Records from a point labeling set
******************************
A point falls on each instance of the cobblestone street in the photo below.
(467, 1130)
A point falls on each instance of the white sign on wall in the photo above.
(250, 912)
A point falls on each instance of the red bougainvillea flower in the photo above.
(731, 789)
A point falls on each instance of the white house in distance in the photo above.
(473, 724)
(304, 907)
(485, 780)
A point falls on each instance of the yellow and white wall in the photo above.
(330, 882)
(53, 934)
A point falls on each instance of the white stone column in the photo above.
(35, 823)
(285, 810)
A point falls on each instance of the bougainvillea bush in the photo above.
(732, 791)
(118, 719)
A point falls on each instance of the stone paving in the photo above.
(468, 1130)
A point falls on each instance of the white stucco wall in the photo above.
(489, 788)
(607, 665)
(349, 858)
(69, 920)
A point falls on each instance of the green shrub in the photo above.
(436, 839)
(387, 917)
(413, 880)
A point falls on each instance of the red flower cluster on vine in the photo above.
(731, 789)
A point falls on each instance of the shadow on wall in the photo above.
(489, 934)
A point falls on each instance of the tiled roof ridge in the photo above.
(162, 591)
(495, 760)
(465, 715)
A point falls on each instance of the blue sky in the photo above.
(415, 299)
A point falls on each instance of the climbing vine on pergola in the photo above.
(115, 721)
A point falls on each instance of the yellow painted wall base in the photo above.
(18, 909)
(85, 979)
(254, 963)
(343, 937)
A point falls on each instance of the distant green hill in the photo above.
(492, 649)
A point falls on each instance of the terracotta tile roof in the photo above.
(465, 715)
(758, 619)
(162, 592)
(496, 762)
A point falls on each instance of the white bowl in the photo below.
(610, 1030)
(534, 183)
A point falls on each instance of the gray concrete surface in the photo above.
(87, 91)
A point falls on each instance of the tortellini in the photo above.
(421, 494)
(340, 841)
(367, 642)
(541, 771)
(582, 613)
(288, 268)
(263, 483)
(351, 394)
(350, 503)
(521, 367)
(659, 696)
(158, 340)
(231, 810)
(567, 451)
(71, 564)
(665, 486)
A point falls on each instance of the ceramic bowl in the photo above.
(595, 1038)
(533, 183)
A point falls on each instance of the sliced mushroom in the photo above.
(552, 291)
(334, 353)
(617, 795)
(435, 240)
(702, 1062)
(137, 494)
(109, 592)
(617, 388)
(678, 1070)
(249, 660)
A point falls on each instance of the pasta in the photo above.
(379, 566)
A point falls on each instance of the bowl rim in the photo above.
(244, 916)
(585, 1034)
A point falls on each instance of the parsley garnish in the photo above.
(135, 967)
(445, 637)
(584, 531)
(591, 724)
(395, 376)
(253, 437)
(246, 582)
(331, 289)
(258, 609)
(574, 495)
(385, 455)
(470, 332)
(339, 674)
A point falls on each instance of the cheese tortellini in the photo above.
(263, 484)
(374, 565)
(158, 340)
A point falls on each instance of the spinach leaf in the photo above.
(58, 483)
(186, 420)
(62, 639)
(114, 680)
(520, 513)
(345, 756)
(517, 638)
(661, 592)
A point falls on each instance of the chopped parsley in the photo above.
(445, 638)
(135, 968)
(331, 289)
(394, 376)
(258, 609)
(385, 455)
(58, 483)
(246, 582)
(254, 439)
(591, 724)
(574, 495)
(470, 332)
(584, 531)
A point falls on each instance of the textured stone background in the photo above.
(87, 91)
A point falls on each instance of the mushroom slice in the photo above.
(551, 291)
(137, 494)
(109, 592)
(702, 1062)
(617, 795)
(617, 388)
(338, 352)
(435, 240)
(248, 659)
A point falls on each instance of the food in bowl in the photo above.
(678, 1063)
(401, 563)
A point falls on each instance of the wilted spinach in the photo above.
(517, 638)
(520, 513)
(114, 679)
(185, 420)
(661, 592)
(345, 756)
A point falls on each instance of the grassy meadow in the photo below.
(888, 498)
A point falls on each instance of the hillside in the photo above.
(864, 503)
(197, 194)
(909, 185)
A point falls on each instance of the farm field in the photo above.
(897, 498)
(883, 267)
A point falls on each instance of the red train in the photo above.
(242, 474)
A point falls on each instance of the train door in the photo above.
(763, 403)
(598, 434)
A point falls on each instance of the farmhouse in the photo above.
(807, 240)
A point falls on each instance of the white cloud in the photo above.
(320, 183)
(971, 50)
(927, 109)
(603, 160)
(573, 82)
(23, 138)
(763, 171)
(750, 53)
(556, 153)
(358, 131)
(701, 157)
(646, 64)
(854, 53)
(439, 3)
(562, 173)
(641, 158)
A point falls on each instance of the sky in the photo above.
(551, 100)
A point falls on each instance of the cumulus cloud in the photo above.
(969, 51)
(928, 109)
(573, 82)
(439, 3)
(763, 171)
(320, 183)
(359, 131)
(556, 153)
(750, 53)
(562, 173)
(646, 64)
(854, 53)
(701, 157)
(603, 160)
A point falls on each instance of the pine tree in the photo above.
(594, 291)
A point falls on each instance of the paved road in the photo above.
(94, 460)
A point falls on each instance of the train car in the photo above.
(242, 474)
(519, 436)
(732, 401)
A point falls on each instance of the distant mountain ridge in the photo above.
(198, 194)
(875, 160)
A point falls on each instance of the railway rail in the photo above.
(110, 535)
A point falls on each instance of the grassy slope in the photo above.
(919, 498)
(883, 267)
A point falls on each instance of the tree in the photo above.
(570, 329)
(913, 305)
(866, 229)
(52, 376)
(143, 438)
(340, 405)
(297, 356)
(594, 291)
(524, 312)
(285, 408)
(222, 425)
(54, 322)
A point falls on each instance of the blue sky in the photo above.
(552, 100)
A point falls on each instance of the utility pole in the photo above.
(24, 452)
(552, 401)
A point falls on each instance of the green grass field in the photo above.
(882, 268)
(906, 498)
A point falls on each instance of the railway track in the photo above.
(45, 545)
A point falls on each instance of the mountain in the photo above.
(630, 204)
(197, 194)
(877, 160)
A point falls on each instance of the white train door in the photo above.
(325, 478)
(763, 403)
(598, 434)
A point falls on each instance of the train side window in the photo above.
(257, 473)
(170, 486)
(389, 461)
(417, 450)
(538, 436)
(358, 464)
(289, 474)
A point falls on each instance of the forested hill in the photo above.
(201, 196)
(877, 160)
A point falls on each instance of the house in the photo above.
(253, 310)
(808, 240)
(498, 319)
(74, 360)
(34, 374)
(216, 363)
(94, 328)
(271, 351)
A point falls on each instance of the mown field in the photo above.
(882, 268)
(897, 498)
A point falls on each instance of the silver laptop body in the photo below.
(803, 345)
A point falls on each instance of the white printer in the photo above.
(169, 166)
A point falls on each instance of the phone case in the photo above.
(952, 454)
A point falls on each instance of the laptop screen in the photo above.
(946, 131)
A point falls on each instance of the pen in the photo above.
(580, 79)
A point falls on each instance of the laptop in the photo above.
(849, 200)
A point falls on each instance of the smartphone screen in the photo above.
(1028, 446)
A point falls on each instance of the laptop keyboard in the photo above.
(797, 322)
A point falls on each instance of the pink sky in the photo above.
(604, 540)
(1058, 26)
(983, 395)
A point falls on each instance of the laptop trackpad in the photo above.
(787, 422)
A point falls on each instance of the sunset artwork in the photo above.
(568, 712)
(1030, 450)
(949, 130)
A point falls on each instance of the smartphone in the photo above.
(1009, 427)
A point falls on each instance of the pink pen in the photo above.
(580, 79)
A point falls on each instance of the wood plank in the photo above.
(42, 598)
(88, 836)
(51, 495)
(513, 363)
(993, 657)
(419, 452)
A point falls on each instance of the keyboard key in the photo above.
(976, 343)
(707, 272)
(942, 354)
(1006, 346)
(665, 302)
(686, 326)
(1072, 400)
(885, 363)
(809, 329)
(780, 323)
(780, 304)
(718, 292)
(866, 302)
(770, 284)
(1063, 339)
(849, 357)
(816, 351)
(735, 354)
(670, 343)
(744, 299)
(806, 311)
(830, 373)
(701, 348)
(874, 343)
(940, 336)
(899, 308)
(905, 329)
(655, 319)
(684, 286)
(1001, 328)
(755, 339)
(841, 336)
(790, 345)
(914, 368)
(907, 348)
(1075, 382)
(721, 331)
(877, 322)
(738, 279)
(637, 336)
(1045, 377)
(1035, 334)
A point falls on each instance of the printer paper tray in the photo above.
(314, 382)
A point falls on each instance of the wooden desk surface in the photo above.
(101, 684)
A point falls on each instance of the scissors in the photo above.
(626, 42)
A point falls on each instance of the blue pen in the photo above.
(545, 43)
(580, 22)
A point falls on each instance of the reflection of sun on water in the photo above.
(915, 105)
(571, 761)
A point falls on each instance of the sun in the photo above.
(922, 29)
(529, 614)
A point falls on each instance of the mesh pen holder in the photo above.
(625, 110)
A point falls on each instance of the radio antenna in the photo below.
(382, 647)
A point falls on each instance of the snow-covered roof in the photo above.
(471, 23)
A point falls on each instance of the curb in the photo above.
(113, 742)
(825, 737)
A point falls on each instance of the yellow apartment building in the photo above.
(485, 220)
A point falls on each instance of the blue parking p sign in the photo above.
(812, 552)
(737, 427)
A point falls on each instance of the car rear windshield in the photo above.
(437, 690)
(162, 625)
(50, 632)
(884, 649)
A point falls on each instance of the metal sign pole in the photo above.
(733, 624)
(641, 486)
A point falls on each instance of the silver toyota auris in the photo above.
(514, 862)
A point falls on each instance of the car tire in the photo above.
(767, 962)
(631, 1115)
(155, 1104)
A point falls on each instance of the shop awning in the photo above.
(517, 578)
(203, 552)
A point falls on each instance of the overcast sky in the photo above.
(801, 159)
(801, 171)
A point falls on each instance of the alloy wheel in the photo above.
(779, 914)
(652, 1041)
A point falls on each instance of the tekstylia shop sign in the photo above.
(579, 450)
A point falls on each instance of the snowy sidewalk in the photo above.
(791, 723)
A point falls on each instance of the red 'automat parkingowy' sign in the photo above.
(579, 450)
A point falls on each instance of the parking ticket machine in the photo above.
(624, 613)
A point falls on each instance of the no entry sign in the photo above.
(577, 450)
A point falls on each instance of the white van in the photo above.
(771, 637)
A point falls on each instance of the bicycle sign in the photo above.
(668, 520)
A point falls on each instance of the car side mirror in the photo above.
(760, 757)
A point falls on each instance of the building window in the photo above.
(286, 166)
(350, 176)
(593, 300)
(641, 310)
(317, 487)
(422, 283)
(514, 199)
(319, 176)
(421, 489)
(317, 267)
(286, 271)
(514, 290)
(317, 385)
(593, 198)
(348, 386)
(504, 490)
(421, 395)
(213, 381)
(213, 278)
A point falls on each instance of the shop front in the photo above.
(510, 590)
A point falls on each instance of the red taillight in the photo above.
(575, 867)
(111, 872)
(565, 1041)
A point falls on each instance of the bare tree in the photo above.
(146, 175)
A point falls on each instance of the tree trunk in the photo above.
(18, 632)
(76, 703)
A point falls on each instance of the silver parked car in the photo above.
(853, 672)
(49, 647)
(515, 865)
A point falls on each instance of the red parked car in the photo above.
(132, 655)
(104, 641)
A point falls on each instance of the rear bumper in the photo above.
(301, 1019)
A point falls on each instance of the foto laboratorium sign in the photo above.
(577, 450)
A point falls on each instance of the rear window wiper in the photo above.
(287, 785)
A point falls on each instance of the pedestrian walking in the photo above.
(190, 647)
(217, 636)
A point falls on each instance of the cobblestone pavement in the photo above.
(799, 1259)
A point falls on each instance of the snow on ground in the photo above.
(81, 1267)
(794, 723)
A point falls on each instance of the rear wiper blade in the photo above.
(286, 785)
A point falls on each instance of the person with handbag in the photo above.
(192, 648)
******************************
**Task requirements**
Your task is to transcribe the line containing "A point falls on each instance of the bare" and every line after it, through the last line of the data, exactly as written and with nothing more.

**Exercise answer**
A point falls on each instance of the bare tree in the photo above.
(146, 175)
A point falls on each instance of the tree trunk in the photo above.
(18, 632)
(76, 703)
A point falls on each instance of the silver parked car in the photo above.
(853, 672)
(49, 647)
(515, 865)
A point falls on each instance of the red parked car in the photo above.
(132, 655)
(104, 641)
A point falls on each instance of the rear bumper in the photo above.
(301, 1019)
A point falls on each instance of the foto laboratorium sign in the photo above.
(577, 450)
A point falls on each instance of the rear window wiper in the photo above.
(287, 785)
A point falls on each instance of the pedestrian walking in the photo above.
(190, 647)
(217, 636)
A point falls on each instance of the cobblestone pavement in the photo above.
(799, 1259)
A point falls on each instance of the snow on ground in the photo above.
(81, 1267)
(794, 723)
A point falls on each instance of the rear wiper blade in the photo above.
(286, 785)
A point falls on each instance of the person with handbag in the photo above.
(192, 648)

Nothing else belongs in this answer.